### Exercise directions
Rewrite the rows below, changing "flaky bark" to "peeling bark" and keeping everything else the same. Omit the pictures from your answer.

### Records for this exercise
━━━━━━

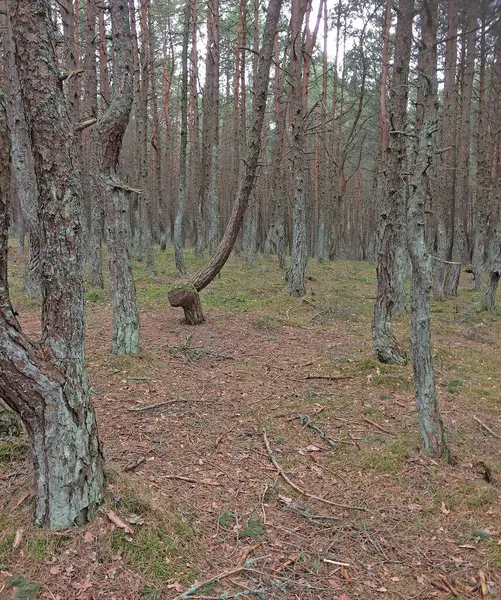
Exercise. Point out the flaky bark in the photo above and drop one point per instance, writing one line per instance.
(108, 135)
(23, 172)
(51, 393)
(461, 191)
(246, 181)
(430, 419)
(182, 180)
(390, 262)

━━━━━━

### Full solution
Exercise. Point out the peeling bark in the photo above and drop one point per instance, writing one line per instance.
(108, 135)
(23, 172)
(51, 393)
(461, 191)
(246, 181)
(430, 419)
(182, 180)
(390, 262)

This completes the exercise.